DOCUMENT EXTRACT:
|---|

Looking at GCC tree dumps, __pthread_cleanup_combined_routine is inlined
(but because it is considered expensive, it is inlined only partially (i.e.
the __frame->__do_it test).
__attribute__((__always_inline__)) can force it to be inlined fully.
The other thing is the __cancel_routine call, and that is sadly indirect
even if I change it so that while __clframe.__do_it = 1; is done before
__pthread_cleanup_push, __clframe.__cancel_{routine,arg} is initialized
after it returns.  For the compiler, the address of __clframe escaped
and so it doesn't know if init_routine will not modify it.

For __pthread_cleanup_push registered callback, I'm afraid there is no way
out of that.
For the unwind info registered callback, maybe having one structure that
wouldn't be really address taken (containing __cancel_routine, __cancel_arg
and pointer to another structure containing the pthread cleanup buffer
and __do_it var) could do the job.

> I guess we can fix this later.  For pthread_once, the indirect call only
> happens on the unwinding path.

Yes.
> 
> > +static inline void
> > +__pthread_cleanup_combined_routine_voidptr (void *__arg)
> > +{
> > +  struct __pthread_cleanup_combined_frame *__frame
> > +    = (struct __pthread_cleanup_combined_frame *) __arg;
> > +  if (__frame->__do_it)
> > +    {
> > +      __frame->__cancel_routine (__frame->__cancel_arg);
> > +      __frame->__do_it = 0;
> > +    }
> > +}
> 
> I think you can make this an out-of-line routine because it can never be
> inlined.  But given that this is called only once, it probably does not
> matter.

This one indeed could be out of line and the other could have out of line
copy and extern inline version for inlining (or static inline
always_inline).  I didn't bother when it is for a single spot, but if
it would be for multiple ones, sure.
> 
> > diff --git a/sysdeps/pthread/Makefile b/sysdeps/pthread/Makefile
> > index eeb64f9fb0..53b65ef349 100644
> > --- a/sysdeps/pthread/Makefile
> > +++ b/sysdeps/pthread/Makefile
> > @@ -231,7 +231,7 @@ generated += $(objpfx)tst-atfork2.mtrace \
> >  
> >  tests-internal += tst-cancel25 tst-robust8
> >  
> > -tests += tst-oncex3 tst-oncex4
> > +tests += tst-oncex3 tst-oncex4 tst-oncey3 tst-oncey4
> 
> tst-oncey3.c, tst-oncey4.c are missing, but I guessed their contents.

Oops, sorry.  Their content is the same as of tst-oncex3.c and tst-oncex4.c.

|---|

DATASET ENTRIES:

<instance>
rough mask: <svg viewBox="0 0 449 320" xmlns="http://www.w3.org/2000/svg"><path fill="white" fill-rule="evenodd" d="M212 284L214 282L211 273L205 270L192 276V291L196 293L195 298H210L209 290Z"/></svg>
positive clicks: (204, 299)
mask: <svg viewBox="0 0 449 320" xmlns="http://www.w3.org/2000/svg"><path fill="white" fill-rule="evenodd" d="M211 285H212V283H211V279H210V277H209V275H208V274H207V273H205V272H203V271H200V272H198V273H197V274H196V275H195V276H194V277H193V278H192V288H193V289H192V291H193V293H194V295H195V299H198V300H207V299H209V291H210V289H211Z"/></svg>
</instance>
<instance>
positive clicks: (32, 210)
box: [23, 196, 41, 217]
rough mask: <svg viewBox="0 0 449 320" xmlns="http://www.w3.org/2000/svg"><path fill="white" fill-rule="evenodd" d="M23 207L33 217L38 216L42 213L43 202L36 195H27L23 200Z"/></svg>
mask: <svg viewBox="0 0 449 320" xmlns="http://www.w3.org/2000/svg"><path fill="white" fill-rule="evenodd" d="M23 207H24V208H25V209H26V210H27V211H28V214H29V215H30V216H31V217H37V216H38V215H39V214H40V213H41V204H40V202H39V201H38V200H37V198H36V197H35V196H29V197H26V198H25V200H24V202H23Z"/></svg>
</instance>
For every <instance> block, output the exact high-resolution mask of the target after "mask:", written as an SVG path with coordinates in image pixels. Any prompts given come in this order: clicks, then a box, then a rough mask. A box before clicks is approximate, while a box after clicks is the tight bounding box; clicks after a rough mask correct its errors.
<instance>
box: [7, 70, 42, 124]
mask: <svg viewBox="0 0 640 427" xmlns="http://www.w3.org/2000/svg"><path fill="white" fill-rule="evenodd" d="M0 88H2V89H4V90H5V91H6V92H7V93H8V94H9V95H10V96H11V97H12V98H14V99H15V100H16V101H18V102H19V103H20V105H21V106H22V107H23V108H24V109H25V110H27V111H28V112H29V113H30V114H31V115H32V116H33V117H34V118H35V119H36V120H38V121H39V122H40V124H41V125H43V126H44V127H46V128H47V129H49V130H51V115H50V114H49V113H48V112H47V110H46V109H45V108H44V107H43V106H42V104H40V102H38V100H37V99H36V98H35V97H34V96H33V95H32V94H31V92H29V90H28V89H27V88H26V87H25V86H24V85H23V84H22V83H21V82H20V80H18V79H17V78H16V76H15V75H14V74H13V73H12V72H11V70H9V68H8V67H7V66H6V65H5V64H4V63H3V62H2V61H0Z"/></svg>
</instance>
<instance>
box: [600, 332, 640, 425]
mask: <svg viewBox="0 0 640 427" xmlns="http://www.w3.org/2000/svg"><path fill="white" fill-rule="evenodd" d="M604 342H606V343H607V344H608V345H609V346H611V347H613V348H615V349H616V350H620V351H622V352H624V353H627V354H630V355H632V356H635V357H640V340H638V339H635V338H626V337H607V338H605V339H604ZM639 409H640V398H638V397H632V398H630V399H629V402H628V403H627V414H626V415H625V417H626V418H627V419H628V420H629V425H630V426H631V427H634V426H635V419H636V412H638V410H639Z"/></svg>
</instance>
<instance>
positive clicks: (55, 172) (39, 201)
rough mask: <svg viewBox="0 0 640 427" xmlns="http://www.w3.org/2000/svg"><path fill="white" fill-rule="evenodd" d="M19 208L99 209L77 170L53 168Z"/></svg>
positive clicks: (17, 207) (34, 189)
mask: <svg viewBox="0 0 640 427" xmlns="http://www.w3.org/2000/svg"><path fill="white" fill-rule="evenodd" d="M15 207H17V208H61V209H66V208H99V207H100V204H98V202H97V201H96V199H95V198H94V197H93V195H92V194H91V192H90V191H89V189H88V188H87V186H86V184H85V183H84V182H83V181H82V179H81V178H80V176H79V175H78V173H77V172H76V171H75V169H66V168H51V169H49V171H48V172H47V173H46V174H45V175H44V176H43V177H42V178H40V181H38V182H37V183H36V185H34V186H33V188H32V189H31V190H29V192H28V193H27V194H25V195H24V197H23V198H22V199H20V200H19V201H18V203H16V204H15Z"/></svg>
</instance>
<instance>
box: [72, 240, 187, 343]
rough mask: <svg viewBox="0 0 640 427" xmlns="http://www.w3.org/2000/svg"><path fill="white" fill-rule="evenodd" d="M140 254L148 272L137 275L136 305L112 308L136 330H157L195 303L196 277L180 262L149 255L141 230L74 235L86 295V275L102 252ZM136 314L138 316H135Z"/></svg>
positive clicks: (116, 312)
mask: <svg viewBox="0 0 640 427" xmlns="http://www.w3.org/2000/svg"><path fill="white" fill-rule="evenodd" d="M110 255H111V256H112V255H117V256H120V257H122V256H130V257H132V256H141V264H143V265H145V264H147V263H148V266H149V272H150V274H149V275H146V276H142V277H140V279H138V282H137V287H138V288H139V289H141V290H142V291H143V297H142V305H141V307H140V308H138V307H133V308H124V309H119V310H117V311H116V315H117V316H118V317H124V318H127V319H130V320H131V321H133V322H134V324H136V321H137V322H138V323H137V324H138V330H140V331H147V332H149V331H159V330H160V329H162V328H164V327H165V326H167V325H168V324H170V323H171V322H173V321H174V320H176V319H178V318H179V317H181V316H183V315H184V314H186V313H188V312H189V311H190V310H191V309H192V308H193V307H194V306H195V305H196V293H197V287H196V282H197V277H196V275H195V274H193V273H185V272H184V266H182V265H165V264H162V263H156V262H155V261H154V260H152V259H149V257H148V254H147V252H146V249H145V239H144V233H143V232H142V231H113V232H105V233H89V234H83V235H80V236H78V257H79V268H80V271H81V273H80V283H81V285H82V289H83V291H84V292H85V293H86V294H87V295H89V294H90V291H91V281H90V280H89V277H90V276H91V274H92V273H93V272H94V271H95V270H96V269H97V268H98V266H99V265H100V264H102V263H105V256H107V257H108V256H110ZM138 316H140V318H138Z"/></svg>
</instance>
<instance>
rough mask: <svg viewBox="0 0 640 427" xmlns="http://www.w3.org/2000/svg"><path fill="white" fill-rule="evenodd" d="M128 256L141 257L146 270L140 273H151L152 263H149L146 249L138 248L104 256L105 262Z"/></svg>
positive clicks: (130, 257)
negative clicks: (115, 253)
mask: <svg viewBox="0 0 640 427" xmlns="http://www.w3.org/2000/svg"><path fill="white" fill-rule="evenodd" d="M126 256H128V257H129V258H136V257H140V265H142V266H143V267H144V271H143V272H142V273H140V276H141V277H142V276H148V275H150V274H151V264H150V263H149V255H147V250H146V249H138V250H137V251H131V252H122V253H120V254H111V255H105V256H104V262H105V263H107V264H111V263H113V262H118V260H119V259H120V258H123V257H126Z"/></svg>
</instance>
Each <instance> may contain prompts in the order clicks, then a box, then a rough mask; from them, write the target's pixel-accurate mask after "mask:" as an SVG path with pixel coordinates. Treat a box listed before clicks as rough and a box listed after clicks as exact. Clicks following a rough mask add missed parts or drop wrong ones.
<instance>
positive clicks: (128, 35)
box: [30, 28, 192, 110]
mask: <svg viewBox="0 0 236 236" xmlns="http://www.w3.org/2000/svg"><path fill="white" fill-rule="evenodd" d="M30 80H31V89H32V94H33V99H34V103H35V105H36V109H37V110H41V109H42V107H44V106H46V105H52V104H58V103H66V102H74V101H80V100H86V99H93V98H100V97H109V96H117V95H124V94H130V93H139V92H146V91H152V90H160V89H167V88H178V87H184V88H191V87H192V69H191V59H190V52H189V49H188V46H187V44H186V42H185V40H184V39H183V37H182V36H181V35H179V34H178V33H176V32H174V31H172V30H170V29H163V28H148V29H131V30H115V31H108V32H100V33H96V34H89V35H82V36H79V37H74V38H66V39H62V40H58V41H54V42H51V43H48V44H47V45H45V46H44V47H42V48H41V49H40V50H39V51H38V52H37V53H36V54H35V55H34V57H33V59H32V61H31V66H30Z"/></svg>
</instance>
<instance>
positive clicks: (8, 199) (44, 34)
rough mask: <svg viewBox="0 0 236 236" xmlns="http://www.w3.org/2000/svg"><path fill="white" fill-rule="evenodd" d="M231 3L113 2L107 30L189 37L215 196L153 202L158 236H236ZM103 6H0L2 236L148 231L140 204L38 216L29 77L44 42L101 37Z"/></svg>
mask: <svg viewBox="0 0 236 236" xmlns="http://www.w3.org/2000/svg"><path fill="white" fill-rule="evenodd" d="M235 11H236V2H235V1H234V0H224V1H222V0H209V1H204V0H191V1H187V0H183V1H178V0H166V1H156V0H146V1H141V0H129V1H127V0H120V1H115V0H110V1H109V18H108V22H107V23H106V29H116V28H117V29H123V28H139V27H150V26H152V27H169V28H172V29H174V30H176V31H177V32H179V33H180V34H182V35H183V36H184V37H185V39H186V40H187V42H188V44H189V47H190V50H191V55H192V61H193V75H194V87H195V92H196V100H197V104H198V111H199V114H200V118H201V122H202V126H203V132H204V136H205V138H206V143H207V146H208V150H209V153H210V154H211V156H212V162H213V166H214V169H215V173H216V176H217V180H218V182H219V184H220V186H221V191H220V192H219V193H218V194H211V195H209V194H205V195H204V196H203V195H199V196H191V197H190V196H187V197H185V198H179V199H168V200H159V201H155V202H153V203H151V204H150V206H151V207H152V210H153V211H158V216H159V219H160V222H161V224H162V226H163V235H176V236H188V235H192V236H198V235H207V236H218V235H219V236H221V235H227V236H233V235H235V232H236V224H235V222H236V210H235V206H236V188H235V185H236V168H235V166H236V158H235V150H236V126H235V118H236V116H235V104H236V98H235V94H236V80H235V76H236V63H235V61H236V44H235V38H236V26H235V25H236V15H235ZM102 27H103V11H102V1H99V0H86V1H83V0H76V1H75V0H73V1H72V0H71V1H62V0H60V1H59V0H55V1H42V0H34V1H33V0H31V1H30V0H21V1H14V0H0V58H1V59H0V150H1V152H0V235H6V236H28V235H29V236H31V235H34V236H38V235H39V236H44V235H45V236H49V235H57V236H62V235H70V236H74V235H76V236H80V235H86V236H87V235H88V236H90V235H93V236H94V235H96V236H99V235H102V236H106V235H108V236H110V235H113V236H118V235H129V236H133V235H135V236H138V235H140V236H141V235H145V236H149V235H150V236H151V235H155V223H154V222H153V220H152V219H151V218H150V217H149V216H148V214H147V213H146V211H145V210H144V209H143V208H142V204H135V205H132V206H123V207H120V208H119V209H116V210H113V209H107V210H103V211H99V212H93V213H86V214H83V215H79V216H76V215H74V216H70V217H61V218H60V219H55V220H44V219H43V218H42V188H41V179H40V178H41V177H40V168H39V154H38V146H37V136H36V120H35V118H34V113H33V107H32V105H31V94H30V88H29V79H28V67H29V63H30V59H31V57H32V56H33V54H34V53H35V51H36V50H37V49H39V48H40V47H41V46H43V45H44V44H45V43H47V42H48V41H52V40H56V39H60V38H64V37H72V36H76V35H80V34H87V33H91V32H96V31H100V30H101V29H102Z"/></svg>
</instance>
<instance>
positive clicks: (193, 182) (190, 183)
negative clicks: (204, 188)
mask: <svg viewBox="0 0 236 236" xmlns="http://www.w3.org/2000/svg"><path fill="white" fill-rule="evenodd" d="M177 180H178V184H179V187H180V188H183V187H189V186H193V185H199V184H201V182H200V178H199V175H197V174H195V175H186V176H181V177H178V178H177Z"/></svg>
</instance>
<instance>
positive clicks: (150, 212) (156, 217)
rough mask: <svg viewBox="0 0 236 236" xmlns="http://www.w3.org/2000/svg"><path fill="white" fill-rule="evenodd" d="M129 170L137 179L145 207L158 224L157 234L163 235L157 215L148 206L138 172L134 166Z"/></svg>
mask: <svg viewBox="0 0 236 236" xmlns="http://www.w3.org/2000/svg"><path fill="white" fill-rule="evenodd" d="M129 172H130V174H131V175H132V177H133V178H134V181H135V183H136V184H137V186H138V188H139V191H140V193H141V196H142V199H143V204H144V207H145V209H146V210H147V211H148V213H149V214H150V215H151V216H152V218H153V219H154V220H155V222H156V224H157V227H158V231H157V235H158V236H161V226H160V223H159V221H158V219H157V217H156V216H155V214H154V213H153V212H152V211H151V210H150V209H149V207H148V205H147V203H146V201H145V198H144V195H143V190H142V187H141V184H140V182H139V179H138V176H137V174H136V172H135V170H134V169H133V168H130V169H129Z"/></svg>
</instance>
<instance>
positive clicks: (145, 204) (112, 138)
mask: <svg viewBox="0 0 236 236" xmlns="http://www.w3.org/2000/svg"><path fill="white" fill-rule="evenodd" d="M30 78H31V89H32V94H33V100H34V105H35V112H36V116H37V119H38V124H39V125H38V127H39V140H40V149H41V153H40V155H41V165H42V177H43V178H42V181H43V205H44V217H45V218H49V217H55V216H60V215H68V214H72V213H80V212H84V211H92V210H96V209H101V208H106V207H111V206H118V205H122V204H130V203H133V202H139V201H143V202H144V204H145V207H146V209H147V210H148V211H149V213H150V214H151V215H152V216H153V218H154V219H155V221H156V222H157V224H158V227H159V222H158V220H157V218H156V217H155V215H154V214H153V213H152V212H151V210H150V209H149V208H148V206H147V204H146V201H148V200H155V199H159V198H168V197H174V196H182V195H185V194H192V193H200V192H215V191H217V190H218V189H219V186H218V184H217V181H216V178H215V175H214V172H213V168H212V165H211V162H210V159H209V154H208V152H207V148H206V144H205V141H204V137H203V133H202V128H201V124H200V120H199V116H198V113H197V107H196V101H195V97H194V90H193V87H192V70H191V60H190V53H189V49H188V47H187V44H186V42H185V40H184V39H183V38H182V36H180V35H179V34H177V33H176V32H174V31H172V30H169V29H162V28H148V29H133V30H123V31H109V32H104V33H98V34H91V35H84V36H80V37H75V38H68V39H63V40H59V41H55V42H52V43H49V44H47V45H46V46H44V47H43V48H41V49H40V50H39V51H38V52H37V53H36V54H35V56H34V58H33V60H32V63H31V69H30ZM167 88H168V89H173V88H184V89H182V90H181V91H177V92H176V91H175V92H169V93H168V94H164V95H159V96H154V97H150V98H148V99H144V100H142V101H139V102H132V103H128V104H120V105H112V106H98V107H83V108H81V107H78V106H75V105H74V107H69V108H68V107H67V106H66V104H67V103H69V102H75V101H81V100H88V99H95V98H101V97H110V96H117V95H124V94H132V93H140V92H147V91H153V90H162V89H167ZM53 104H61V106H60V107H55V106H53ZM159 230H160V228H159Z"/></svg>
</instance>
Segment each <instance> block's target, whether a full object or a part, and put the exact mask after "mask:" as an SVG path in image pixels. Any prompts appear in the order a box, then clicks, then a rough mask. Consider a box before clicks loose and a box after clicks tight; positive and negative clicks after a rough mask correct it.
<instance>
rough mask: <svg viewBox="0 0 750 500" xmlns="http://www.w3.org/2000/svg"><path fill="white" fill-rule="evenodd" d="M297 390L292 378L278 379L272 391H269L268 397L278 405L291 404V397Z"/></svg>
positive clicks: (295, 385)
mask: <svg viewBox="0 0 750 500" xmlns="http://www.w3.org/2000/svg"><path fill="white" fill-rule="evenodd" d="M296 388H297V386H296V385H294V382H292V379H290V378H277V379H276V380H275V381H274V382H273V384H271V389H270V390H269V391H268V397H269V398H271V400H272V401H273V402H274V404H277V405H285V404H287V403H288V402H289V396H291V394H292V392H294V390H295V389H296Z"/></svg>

|---|

YOUR TASK: According to the pthread cleanup discussion, what can force __pthread_cleanup_combined_routine to be inlined fully? The lines are separate material, unrelated to the pthread cleanup discussion.

PROBLEM SOLUTION: __attribute__((__always_inline__)) can force it to be inlined fully.